-- Task input follows --
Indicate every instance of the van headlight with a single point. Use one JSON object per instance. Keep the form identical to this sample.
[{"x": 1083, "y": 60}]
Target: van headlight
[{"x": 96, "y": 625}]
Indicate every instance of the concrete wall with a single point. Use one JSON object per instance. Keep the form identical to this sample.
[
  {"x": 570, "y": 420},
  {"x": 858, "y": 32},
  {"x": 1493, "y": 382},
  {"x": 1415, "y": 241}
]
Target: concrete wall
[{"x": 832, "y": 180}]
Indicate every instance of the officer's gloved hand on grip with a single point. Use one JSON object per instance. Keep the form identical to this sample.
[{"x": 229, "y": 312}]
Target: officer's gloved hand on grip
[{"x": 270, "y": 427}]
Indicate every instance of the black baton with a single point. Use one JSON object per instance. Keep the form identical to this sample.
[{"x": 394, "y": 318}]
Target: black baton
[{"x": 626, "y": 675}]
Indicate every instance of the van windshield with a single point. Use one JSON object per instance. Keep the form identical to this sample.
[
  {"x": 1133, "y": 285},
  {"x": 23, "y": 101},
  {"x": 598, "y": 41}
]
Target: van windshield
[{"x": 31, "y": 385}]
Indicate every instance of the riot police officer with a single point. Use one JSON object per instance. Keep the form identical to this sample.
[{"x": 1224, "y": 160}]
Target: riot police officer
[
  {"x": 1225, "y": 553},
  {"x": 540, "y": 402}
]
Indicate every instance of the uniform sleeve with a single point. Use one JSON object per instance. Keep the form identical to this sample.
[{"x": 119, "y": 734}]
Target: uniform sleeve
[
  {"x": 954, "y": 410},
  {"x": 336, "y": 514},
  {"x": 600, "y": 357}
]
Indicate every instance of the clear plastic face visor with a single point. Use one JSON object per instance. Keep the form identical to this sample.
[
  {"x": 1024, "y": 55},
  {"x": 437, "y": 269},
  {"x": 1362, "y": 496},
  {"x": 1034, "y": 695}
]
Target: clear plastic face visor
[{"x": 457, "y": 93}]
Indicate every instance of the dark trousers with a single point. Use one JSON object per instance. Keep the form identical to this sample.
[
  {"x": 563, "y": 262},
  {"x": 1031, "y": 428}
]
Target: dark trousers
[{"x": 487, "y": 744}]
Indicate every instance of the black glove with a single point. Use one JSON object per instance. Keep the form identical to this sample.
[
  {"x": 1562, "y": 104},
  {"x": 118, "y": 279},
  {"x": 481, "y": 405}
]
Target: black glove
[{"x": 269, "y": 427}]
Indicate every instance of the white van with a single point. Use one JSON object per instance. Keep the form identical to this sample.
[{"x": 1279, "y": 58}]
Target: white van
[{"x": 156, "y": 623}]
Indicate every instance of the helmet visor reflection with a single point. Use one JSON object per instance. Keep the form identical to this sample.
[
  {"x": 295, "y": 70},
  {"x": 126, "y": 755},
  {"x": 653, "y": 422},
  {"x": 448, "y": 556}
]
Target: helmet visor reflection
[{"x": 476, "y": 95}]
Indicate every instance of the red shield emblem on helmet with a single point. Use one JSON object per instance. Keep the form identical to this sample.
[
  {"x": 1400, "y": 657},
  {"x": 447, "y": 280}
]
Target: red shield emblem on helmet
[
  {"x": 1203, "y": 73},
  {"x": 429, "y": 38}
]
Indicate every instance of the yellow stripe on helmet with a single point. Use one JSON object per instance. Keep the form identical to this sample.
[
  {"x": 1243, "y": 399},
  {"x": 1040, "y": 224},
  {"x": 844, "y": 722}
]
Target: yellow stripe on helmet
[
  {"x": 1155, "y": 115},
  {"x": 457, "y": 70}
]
-- Task input concluded --
What the task asks =>
The data above should be returned exactly as written.

Response below =>
Indicate every instance of the van headlight with a single point. Use one JSON object per instance. Keep the form identical to this sample.
[{"x": 1083, "y": 60}]
Target: van headlight
[{"x": 96, "y": 625}]
Indicate every instance of the concrete wall with a single point. Use one JSON object per instance. Keep the form identical to this sample.
[
  {"x": 570, "y": 420},
  {"x": 858, "y": 32},
  {"x": 1493, "y": 382},
  {"x": 1415, "y": 241}
]
Target: concrete wall
[{"x": 832, "y": 180}]
Indicate every instance of the officer's gloved hand on grip with a single point. Use one JSON object per instance. Keep the form identical to this sample.
[{"x": 229, "y": 312}]
Target: officer's gloved hand on grip
[{"x": 270, "y": 427}]
Indicate every instance of the black baton with a single point. Use one JSON object per instance. Keep the form identical to this sample.
[{"x": 394, "y": 318}]
Target: black baton
[{"x": 626, "y": 675}]
Indicate every instance of the van windshield with a single point. Use one JSON object per instance. Keep the form identical to this sample.
[
  {"x": 1133, "y": 285},
  {"x": 23, "y": 101},
  {"x": 598, "y": 41}
]
Target: van windshield
[{"x": 31, "y": 385}]
Indicate every instance of the riot police officer with a single point. Use one JSON object per instance. Keep the form identical to this sample.
[{"x": 1224, "y": 160}]
Target: riot police officer
[
  {"x": 1225, "y": 553},
  {"x": 540, "y": 402}
]
Indicate every instance of the uniform sleeve with a single point. Use one JSON object per instance. Keep the form identical to this sample.
[{"x": 119, "y": 734}]
Target: uniform sleeve
[
  {"x": 954, "y": 410},
  {"x": 336, "y": 514},
  {"x": 600, "y": 357}
]
Indicate every instance of the clear plastic face visor with a single point. Use one JSON object per instance. Keep the form identical to this sample.
[
  {"x": 1024, "y": 55},
  {"x": 437, "y": 269},
  {"x": 1362, "y": 496},
  {"x": 1034, "y": 695}
]
Target: clear plastic face visor
[{"x": 457, "y": 93}]
Indicate every instance of the dark trousers with a single point. Use one JSON object per instance. Keep the form identical to this sample.
[
  {"x": 563, "y": 262},
  {"x": 1031, "y": 428}
]
Target: dark trousers
[{"x": 487, "y": 744}]
Indicate every instance of the black glove with a single point. Use one JSON object per instance. Keep the form identical to this sample.
[
  {"x": 1562, "y": 104},
  {"x": 118, "y": 279},
  {"x": 481, "y": 405}
]
Target: black glove
[{"x": 269, "y": 427}]
Indicate every instance of the white van with a single point. Use one JSON object per instance. Keep the form identical to this sample.
[{"x": 1279, "y": 58}]
Target: white van
[{"x": 156, "y": 623}]
Indicate every instance of the helmet visor reflection with a single point. Use one JSON object per instance. Keep the form identical to this sample.
[
  {"x": 295, "y": 70},
  {"x": 126, "y": 755},
  {"x": 653, "y": 422},
  {"x": 448, "y": 556}
]
Target: helmet visor reflection
[{"x": 476, "y": 95}]
Indicate every instance of the red shield emblem on helmet with a single point. Use one JSON object per instance. Keep the form identical to this sample.
[
  {"x": 1400, "y": 657},
  {"x": 447, "y": 280}
]
Target: red shield emblem on helmet
[
  {"x": 1203, "y": 73},
  {"x": 429, "y": 38}
]
Indicate every instance of the yellow stripe on helmet with a single point. Use one JSON object per instance. Keep the form identical to this sample.
[
  {"x": 1243, "y": 399},
  {"x": 1040, "y": 224},
  {"x": 844, "y": 722}
]
Target: yellow stripe on helmet
[
  {"x": 1155, "y": 115},
  {"x": 457, "y": 70}
]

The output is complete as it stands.